▶ _Goal of the exercise_
Copy out the following lines word for word, starting at the line that contains "Where can the belted" and ending after the line that contains "<point>469,173</point>".

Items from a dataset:

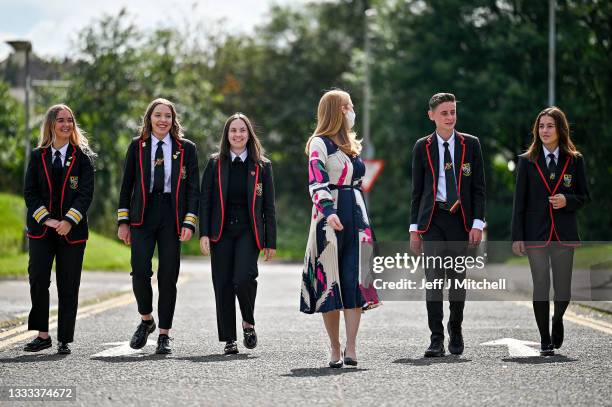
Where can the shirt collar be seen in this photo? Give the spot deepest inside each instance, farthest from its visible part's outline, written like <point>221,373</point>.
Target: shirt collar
<point>62,150</point>
<point>165,140</point>
<point>451,140</point>
<point>242,155</point>
<point>546,152</point>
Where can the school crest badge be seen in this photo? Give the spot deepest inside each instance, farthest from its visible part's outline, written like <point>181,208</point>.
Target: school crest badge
<point>74,182</point>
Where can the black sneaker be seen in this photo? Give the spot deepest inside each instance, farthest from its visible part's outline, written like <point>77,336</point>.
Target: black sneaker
<point>144,329</point>
<point>38,344</point>
<point>547,349</point>
<point>455,341</point>
<point>63,348</point>
<point>163,345</point>
<point>230,348</point>
<point>250,338</point>
<point>557,333</point>
<point>436,348</point>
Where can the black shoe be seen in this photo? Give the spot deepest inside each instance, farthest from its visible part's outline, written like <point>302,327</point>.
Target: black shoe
<point>144,329</point>
<point>63,348</point>
<point>436,348</point>
<point>38,344</point>
<point>336,364</point>
<point>163,345</point>
<point>348,360</point>
<point>547,350</point>
<point>455,341</point>
<point>250,338</point>
<point>230,348</point>
<point>557,333</point>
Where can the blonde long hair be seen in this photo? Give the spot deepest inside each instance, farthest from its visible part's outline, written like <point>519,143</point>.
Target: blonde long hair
<point>176,130</point>
<point>47,130</point>
<point>332,123</point>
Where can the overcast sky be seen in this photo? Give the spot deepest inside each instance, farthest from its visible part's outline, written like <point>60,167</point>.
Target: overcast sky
<point>51,24</point>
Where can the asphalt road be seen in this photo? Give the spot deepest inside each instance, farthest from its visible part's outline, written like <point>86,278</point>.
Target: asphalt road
<point>289,365</point>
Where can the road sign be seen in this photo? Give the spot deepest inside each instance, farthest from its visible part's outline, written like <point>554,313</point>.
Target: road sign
<point>373,170</point>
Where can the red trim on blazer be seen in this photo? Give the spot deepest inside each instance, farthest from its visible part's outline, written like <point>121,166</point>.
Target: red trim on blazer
<point>45,227</point>
<point>63,190</point>
<point>253,207</point>
<point>144,196</point>
<point>435,178</point>
<point>552,218</point>
<point>178,185</point>
<point>462,139</point>
<point>221,198</point>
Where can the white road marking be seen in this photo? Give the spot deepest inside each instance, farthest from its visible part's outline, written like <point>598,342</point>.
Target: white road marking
<point>516,347</point>
<point>122,349</point>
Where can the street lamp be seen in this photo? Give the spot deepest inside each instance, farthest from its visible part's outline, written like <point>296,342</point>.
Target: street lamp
<point>22,50</point>
<point>551,52</point>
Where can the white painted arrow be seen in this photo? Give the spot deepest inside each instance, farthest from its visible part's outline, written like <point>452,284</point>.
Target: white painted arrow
<point>516,347</point>
<point>121,349</point>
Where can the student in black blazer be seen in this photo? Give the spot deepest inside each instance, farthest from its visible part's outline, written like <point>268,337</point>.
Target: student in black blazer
<point>550,187</point>
<point>58,190</point>
<point>237,221</point>
<point>447,213</point>
<point>158,205</point>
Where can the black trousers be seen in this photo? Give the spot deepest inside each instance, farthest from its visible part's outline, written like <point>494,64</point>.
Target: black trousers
<point>68,265</point>
<point>234,273</point>
<point>446,237</point>
<point>559,259</point>
<point>158,228</point>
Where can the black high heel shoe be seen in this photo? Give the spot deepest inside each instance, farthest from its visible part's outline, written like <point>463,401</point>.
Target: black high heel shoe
<point>230,348</point>
<point>347,360</point>
<point>336,364</point>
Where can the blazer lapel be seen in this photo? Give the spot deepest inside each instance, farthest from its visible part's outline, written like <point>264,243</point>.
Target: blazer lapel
<point>250,182</point>
<point>457,155</point>
<point>224,164</point>
<point>145,159</point>
<point>434,156</point>
<point>67,162</point>
<point>47,162</point>
<point>176,166</point>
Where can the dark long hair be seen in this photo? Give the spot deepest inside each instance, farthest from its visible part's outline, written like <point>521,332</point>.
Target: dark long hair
<point>176,131</point>
<point>563,132</point>
<point>254,147</point>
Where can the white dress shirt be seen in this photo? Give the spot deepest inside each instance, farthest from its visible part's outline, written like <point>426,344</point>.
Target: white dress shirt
<point>441,192</point>
<point>546,152</point>
<point>62,151</point>
<point>242,155</point>
<point>167,149</point>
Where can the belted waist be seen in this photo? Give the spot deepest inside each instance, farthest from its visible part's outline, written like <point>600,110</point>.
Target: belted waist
<point>159,195</point>
<point>445,206</point>
<point>332,186</point>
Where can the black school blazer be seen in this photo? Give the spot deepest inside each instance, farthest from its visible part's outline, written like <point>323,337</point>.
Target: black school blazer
<point>76,192</point>
<point>533,219</point>
<point>260,195</point>
<point>184,181</point>
<point>469,173</point>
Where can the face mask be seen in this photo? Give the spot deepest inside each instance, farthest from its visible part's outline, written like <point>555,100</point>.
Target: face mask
<point>350,117</point>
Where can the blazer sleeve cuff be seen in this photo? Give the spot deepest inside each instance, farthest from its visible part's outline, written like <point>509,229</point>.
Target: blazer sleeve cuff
<point>123,215</point>
<point>73,216</point>
<point>478,224</point>
<point>190,221</point>
<point>41,214</point>
<point>328,209</point>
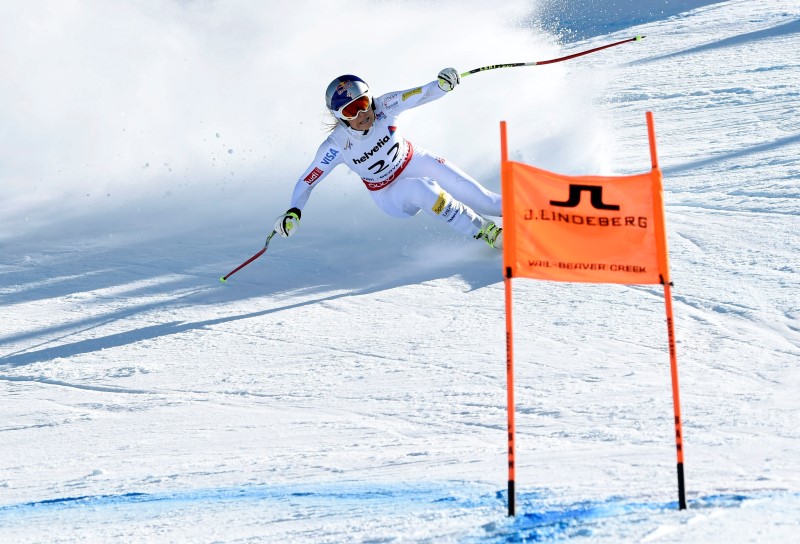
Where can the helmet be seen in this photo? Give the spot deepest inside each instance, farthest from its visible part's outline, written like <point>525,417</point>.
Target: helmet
<point>343,90</point>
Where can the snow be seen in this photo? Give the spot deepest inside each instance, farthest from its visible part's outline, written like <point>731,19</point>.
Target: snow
<point>350,384</point>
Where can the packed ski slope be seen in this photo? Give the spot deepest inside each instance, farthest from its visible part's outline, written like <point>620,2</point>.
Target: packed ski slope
<point>349,386</point>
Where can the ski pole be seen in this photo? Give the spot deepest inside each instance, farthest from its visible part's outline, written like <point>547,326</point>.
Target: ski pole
<point>223,279</point>
<point>551,61</point>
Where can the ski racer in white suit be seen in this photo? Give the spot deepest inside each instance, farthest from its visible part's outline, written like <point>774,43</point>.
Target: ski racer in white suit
<point>402,178</point>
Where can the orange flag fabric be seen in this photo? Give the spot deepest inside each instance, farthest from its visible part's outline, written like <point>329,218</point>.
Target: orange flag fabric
<point>583,229</point>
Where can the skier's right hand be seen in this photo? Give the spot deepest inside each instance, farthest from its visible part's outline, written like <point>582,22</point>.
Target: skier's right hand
<point>287,224</point>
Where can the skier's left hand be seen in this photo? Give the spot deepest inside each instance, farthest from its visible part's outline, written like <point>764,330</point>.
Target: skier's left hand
<point>287,224</point>
<point>448,79</point>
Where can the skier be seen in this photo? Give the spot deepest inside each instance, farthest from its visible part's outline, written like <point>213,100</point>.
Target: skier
<point>402,178</point>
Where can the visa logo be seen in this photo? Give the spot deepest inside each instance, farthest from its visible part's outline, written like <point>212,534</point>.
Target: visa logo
<point>329,156</point>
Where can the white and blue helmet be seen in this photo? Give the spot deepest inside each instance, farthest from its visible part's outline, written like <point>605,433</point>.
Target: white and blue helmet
<point>343,90</point>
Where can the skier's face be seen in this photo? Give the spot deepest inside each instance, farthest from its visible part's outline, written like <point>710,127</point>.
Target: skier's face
<point>363,120</point>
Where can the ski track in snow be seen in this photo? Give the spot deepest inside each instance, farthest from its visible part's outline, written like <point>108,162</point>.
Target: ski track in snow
<point>347,388</point>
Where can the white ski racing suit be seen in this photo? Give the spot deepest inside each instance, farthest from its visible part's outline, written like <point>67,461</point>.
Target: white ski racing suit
<point>402,178</point>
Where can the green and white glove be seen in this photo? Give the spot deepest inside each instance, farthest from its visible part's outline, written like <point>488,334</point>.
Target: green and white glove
<point>287,224</point>
<point>448,79</point>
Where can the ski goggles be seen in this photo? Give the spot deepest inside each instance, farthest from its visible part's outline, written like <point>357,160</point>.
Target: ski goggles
<point>351,110</point>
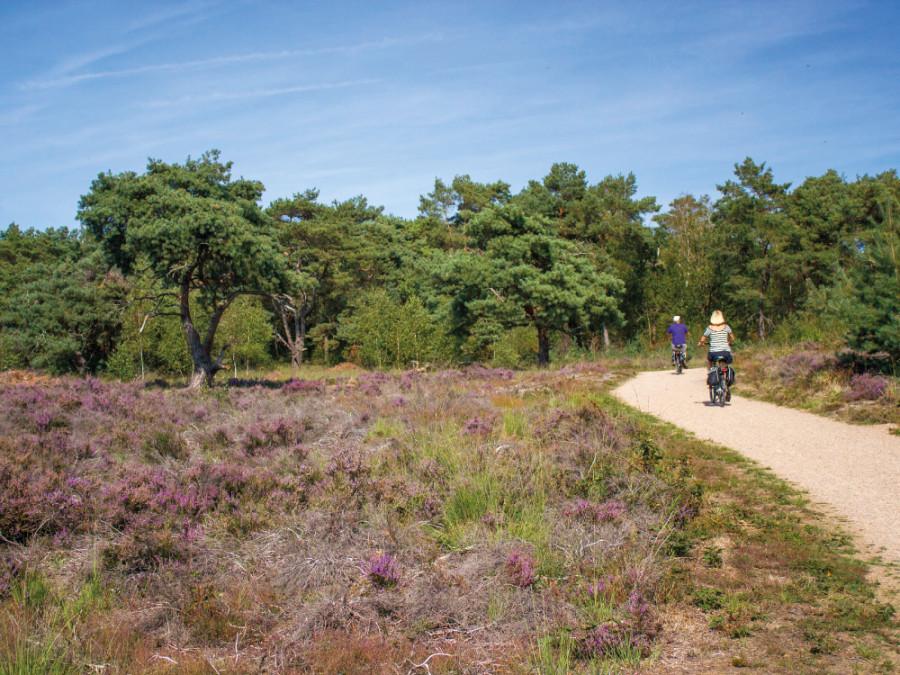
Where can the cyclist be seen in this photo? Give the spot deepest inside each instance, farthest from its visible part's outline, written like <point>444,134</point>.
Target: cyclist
<point>679,333</point>
<point>720,340</point>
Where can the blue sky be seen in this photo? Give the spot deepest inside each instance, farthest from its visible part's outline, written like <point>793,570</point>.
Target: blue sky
<point>380,98</point>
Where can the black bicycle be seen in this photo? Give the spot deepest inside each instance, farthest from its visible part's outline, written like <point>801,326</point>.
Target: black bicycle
<point>718,381</point>
<point>679,359</point>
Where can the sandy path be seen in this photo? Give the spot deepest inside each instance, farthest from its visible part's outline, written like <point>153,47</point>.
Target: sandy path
<point>853,469</point>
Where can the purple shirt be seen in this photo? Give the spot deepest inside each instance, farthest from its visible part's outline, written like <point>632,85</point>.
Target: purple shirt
<point>678,331</point>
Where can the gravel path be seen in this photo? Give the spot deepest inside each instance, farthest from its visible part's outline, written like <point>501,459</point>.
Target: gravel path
<point>853,469</point>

▶ _Reply to the exercise_
Where can the belted waist be seen in this photo? Give the spot deepest inside each instance, farthest from its visible part's outline, written like <point>600,110</point>.
Target: belted waist
<point>159,195</point>
<point>445,206</point>
<point>332,186</point>
Where can the black school blazer be seen in this photo? Give the spot deepest inside each instance, farthest from its visible part's outline, written like <point>323,337</point>.
Target: black school blazer
<point>76,192</point>
<point>533,219</point>
<point>260,195</point>
<point>184,181</point>
<point>469,173</point>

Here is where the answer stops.